◆ Passage
Italian Education System vs American Education System

Photo by Scott Webb on Unsplash.

In Hollywood movies, there’s a stereotype of a regular American teenager in high school experience which involves going to a large high school, sitting in a cafeteria and talking with friends at lunch, school fraternities, playing sports, and even hosting parties. But is this how it is at every school in other parts of the world?

People who have attended both schools can attest that the educational system is very different. From their way of teaching to how they coordinate their classes to how the schooling system is structured, there are some differences.

A professional essay writer from Advanced Writers, Joan Young, researched to find the difference between the mostly Italian and American educational systems, and in this article, we’re going to consider her findings and shed more light on them.

Similarities and Differences between the Italian and the American Education system

Many people who attend high school in America from other parts of the world would agree that the educational system is just like in the movies, and you will notice the various similarities and differences between the school in your region and the schools in America. Let’s start with the similarities

In Italy, the primary and secondary school stages before you proceed to college education are the same as in the American education system. There are five years of elementary school which is followed by three years of middle school.

The difference between both educational systems is where things get complicated. When you get to the higher education phase in Italy, High school can take between three and five years depending on the career of your choice and there are high schools that lead students to the university and others that lead straight to a professional career. In the US, high school lasts for four years after which you can then decide the type of career you want before or during your university days.

◆ Data excerpts
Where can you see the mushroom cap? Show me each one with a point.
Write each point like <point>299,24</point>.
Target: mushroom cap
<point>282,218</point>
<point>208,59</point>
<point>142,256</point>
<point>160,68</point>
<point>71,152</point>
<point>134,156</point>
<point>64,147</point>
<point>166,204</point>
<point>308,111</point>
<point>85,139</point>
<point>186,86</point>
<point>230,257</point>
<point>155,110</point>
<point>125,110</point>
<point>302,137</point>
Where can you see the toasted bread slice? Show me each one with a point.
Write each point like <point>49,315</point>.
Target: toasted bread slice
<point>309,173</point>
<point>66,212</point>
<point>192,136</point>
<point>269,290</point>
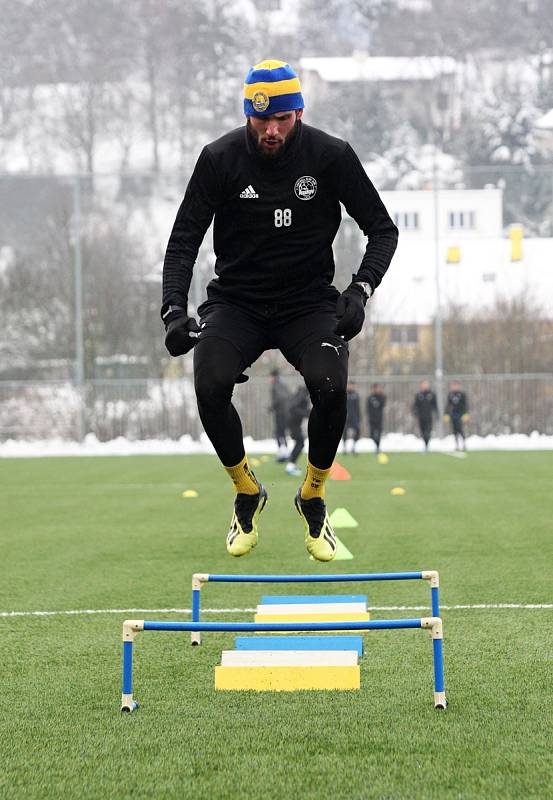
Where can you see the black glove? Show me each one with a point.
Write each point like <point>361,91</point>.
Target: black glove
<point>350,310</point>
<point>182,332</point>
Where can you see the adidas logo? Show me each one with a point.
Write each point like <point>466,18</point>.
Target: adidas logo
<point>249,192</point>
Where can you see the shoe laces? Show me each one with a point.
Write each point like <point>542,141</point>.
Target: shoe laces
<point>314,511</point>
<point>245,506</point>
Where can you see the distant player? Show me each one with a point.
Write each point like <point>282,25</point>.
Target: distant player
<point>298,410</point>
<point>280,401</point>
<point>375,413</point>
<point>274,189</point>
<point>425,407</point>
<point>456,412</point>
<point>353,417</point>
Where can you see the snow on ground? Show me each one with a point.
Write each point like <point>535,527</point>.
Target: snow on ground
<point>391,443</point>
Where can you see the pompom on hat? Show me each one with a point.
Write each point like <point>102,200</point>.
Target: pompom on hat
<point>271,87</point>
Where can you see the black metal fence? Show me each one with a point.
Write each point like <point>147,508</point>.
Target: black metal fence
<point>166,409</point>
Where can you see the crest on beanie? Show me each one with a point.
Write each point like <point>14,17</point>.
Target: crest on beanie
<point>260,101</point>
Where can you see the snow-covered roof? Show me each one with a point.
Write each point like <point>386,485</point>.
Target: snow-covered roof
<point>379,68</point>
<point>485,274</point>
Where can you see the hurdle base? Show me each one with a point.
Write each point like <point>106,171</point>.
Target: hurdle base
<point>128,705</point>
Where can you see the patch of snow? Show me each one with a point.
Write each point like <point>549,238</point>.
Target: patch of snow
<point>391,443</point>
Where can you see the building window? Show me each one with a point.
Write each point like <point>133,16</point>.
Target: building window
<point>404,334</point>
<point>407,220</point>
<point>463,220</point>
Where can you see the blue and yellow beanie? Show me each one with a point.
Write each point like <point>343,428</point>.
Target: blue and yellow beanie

◆ Required actions
1. According to the article comparing Italian and American schooling, what does the Hollywood stereotype of an American teenager's high school experience involve? List every item it names.
2. Copy out the stretch of the article on Italian and American schooling from "A professional essay" through "of middle school.", renaming "elementary school" as "grade school".
The records can be left aside.

◆ Task responses
1.
- Going to a large high school
- Sitting in a cafeteria and talking with friends at lunch
- School fraternities
- Playing sports
- Hosting parties

2.
A professional essay writer from Advanced Writers, Joan Young, researched to find the difference between the mostly Italian and American educational systems, and in this article, we’re going to consider her findings and shed more light on them.

Similarities and Differences between the Italian and the American Education system

Many people who attend high school in America from other parts of the world would agree that the educational system is just like in the movies, and you will notice the various similarities and differences between the school in your region and the schools in America. Let’s start with the similarities

In Italy, the primary and secondary school stages before you proceed to college education are the same as in the American education system. There are five years of grade school which is followed by three years of middle school.